**WHAT TO PRODUCE:** Revise the data starting at the line containing "Provide the segmentation of every instance of the stone" and ending at the line containing "18 108 L 17", replacing "stone facade" with "brick facade" and leaving everything else unchanged. Return only those lines.
## Begin DATA FOR THIS EXERCISE
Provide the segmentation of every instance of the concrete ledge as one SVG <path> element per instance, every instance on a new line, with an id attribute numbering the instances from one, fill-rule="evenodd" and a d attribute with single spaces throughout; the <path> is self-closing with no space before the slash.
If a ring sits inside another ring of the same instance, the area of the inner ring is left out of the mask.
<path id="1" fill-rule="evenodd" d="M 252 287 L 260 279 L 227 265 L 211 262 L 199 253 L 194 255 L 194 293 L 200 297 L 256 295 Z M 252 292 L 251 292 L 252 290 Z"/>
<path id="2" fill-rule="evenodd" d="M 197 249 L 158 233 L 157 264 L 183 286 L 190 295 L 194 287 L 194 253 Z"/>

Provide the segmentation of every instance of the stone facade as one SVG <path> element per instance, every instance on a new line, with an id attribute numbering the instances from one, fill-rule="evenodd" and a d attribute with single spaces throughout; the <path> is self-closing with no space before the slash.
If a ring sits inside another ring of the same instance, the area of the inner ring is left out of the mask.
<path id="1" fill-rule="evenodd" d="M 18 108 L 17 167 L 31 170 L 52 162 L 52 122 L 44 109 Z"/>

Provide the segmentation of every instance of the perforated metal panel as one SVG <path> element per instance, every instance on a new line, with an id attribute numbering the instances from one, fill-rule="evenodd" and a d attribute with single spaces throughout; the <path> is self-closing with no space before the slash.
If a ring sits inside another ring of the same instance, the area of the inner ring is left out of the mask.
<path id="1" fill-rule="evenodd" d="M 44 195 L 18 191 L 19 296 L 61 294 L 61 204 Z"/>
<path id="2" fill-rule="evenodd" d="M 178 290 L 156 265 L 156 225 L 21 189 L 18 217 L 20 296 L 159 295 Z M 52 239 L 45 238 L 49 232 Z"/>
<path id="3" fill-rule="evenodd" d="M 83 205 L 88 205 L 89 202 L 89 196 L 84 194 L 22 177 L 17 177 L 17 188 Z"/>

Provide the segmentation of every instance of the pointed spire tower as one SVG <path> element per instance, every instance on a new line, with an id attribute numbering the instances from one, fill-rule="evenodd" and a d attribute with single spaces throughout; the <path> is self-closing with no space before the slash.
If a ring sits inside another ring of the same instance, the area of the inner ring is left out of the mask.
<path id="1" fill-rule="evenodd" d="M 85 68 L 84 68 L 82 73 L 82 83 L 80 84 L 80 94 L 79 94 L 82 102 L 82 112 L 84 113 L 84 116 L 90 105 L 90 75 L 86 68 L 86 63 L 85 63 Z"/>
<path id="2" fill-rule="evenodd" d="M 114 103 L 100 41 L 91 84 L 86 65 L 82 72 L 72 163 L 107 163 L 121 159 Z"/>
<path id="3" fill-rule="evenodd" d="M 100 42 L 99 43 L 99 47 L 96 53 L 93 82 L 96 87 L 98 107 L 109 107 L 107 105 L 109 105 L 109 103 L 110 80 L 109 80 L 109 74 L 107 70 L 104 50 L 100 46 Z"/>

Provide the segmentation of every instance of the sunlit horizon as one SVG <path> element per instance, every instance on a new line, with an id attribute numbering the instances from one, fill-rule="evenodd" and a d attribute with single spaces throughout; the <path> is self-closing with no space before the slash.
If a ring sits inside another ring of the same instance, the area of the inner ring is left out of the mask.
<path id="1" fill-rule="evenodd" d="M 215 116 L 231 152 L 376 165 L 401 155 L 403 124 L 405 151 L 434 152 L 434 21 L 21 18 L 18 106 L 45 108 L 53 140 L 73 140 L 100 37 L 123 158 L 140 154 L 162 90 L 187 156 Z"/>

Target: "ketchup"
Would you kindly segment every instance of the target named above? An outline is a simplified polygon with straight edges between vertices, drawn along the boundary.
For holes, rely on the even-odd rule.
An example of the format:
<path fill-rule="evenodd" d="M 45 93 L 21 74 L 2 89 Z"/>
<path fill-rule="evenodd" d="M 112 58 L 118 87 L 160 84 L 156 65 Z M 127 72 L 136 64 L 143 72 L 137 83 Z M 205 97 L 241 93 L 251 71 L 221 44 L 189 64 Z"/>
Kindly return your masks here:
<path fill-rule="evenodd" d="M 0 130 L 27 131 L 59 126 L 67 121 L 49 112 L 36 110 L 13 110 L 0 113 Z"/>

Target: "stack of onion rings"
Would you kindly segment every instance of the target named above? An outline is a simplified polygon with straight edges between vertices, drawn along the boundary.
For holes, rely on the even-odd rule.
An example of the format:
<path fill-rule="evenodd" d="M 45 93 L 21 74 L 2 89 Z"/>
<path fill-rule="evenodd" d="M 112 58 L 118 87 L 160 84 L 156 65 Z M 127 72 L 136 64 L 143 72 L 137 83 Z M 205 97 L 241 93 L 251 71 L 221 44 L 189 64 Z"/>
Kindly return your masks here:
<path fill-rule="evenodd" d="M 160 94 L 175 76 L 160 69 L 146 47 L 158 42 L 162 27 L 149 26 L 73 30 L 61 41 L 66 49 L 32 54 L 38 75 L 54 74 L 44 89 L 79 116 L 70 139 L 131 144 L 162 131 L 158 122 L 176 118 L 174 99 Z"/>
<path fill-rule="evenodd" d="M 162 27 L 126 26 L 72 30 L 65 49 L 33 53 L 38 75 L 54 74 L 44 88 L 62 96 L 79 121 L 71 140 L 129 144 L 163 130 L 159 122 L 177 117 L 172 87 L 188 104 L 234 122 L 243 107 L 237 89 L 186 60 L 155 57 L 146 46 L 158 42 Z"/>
## End DATA FOR THIS EXERCISE
**FINISHED EXERCISE:**
Provide the segmentation of every instance of the brick facade as one SVG <path> element per instance, every instance on a new line, with an id attribute numbering the instances from one, fill-rule="evenodd" and a d attribute with single spaces throughout; the <path> is self-closing with no space before the slash.
If a ring sits inside another ring of the same instance, the area of the inner ring is left out of the mask.
<path id="1" fill-rule="evenodd" d="M 18 108 L 17 167 L 31 170 L 52 162 L 52 122 L 44 109 Z"/>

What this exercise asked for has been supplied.